What is being asked:
Restate the records below word for word.

____ Provided records

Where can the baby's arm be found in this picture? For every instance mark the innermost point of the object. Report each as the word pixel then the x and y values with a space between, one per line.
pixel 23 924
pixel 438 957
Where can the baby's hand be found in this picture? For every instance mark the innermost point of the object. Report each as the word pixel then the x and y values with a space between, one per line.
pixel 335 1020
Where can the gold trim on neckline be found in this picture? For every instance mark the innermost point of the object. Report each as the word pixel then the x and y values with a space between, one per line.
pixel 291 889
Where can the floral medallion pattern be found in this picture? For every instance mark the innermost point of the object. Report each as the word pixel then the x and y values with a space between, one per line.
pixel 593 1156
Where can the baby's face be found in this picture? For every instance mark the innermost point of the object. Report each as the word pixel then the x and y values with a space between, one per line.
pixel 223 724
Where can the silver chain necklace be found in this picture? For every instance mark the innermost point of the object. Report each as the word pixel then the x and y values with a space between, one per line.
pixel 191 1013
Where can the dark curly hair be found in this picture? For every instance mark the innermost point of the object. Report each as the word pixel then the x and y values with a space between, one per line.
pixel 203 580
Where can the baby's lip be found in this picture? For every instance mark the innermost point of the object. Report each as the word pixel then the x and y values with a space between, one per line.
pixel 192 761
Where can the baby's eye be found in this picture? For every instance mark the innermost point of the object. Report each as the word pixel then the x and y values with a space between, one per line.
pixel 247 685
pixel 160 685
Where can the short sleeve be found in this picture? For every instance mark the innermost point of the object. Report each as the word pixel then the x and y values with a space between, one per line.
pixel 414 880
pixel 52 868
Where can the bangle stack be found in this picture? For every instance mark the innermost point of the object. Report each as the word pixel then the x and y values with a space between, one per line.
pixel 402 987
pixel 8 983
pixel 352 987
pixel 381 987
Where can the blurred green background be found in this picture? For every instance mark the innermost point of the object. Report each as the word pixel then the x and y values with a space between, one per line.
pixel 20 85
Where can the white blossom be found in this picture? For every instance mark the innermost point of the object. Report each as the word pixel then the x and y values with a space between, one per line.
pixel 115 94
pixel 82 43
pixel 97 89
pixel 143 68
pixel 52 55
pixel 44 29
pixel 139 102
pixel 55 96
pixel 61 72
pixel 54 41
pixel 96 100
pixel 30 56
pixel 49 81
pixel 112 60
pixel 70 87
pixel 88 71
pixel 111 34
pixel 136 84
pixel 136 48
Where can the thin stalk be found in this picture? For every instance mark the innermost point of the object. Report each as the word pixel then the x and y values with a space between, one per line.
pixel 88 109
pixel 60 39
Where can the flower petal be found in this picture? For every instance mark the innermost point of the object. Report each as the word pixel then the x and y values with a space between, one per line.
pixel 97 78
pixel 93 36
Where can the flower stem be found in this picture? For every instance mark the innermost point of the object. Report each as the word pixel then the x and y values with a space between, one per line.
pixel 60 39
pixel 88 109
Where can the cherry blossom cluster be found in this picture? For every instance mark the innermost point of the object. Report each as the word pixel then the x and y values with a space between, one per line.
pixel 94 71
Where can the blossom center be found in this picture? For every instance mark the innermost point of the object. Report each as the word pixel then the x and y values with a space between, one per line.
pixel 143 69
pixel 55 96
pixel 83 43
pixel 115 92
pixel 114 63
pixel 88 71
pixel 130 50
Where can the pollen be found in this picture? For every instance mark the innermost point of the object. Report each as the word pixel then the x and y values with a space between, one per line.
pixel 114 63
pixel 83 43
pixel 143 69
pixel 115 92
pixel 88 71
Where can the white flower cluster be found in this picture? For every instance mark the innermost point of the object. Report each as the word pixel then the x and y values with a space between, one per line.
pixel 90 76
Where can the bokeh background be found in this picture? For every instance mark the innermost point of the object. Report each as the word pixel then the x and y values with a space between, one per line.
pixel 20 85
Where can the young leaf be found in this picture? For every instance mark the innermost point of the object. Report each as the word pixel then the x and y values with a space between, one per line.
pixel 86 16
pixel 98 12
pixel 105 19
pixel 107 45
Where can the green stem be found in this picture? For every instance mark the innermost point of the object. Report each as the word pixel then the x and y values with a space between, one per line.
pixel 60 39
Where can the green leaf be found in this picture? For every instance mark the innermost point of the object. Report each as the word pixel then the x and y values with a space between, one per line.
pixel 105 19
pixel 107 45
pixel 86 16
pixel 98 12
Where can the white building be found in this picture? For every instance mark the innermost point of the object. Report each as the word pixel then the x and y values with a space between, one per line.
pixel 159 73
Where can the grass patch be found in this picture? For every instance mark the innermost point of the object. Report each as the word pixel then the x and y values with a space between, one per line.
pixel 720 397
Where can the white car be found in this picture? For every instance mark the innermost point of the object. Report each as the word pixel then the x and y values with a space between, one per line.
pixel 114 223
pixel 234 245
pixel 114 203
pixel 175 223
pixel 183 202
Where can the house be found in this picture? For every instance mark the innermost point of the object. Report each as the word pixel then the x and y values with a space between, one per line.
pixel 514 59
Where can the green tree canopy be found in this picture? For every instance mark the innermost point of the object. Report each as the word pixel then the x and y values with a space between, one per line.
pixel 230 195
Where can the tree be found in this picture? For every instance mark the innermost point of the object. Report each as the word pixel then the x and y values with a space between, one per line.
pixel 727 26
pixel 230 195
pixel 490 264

________

Answer to this problem:
Where can the baby's arm be found in this picture? For every instance mark the innermost point of the object. Report each as the word pixel then the x and y values with a space between, one per line.
pixel 23 924
pixel 438 957
Where can the baby's hand be found in this picture? For every instance mark the innermost point of the object. Report each as the word pixel then the x and y values with a space between, one per line.
pixel 335 1020
Where can the gold trim on neckline be found in this picture? For every instance mark the innermost point of the object. Report each as the word pixel then the x and y values with a space between, one per line.
pixel 291 889
Where can the floral medallion pattern be found in this picture? For every instance mark the innermost point of the object. Report each as the word pixel then the x and y values with a space between, one per line.
pixel 593 1156
Where can the baby's face be found in this picture? For every instance mark the innermost point of the object. Report each as the word pixel then the x and y values with a space between, one per line.
pixel 223 724
Where can the silver chain necklace be found in this picture? For every instance mark the innermost point of the object. Report each as the word pixel then the x and y values with a space between, one per line.
pixel 191 1013
Where can the dark curly hair be found in this picture? For every instance mark the innermost point of the object. Report each as the word pixel then the x and y values with a space between, one per line.
pixel 203 580
Where can the baby's lip be found in this picture? For every instance mark the innermost point of the object. Report each as the word pixel then the x and y values with a space between, one per line.
pixel 192 761
Where can the baby's eye be found in this picture? For every instance mark the innermost point of the object. Report each as the word pixel then the x and y values with a space between, one per line.
pixel 247 685
pixel 160 685
Where can the short sleeve be found in this picture? For every instance mark the innermost point of the object. Report each as the word pixel then the x and y values with a space between, one per line.
pixel 414 880
pixel 52 868
Where can the bangle stack be found in this picture? For every instance mark the innermost point of the object. Report each as the word pixel then the x and y values with a space between, one per line.
pixel 402 987
pixel 8 983
pixel 352 987
pixel 381 987
Where can the blurred green background be found in this picture? For every instance mark the innermost point of the object. Report each as the word pixel then the x and y values with a space between, one per line.
pixel 20 85
Where can the white blossom be found in this picture? For every instance mark the innermost point of the object. Report each as the word pixel then the x and y values with a space between, one per line.
pixel 115 94
pixel 82 43
pixel 97 89
pixel 143 68
pixel 52 55
pixel 44 29
pixel 139 102
pixel 55 96
pixel 61 72
pixel 54 41
pixel 96 100
pixel 30 56
pixel 49 81
pixel 112 60
pixel 70 87
pixel 88 71
pixel 111 34
pixel 136 84
pixel 136 48
Where can the thin stalk be found in this picture? For every instance mark the innermost point of the object. Report each as the word pixel then the x and y values with a space between, one per line.
pixel 88 109
pixel 60 39
Where can the flower petal be found in this picture? For every instance mark the innermost point of the object. Report each as the word pixel then the x and y values with a space between, one per line.
pixel 97 78
pixel 93 36
Where can the flower stem be found in this picture? For every instance mark the innermost point of the object. Report each as the word pixel then the x and y values with a space between, one per line.
pixel 60 39
pixel 88 109
Where can the cherry blossom cluster be found in this picture? For every instance mark the innermost point of the object. Report each as the word pixel then the x and y values with a space between, one per line.
pixel 94 71
Where can the blossom center be found in this picture? For every instance mark the innermost point of the object. Report each as the word pixel then the x and y values with a space between, one per line.
pixel 143 69
pixel 55 96
pixel 83 43
pixel 115 92
pixel 114 63
pixel 88 71
pixel 130 50
Where can the pollen be found in this picture? For every instance mark the innermost point of the object. Report each as the word pixel then the x and y values with a space between, one per line.
pixel 114 63
pixel 83 43
pixel 143 69
pixel 115 92
pixel 88 71
Where can the white flower cluster be found in this picture? For every instance mark the innermost point of the object. Report each as the word pixel then the x and y values with a space between, one per line.
pixel 90 76
Where can the bokeh background be found in this picture? For every instance mark the innermost point of the object. Report each as the word pixel then the x and y values with a space between, one per line.
pixel 20 85
Where can the young leaf be found in this picture? For every instance mark the innermost point of the object. Report each as the word pixel then the x and y values with a space between, one per line.
pixel 86 16
pixel 98 12
pixel 105 19
pixel 107 45
Where can the green stem be found in this picture? For every instance mark the innermost point of the object. Report each as the word pixel then the x and y values with a space between, one per line.
pixel 60 39
Where can the green leaf be found in this picture? For every instance mark the innermost point of the object. Report each as the word pixel then the x and y values with a space between, one per line.
pixel 105 19
pixel 107 45
pixel 86 16
pixel 98 12
Where can the white building be found in this picture? For every instance mark the innermost point of the object. Report each as the word pixel then the x and y values with a space between, one per line.
pixel 159 73
Where can the grass patch be found in this picture? For every instance mark the innermost point of the object. Report each as the word pixel then the x and y values with a space between, one per line.
pixel 720 397
Where can the white car be found in this picture? For every instance mark the innermost point of the object. Report each as the word pixel then the x and y values with a space between, one per line.
pixel 114 223
pixel 234 245
pixel 114 203
pixel 175 223
pixel 183 202
Where can the house be found in this picture? For every instance mark the innermost point of the object. Report each as the word pixel then the x and y values with a space between, one per line.
pixel 514 59
Where can the green tree canopy be found in this picture? For every instance mark the innermost point of the object. Report each as the word pixel then the x and y values with a space between, one per line.
pixel 230 195
Where can the tree be found in this picture? For every instance mark the innermost point of the object. Report each as the word pixel then the x and y values with a space between, one per line.
pixel 727 26
pixel 230 195
pixel 490 264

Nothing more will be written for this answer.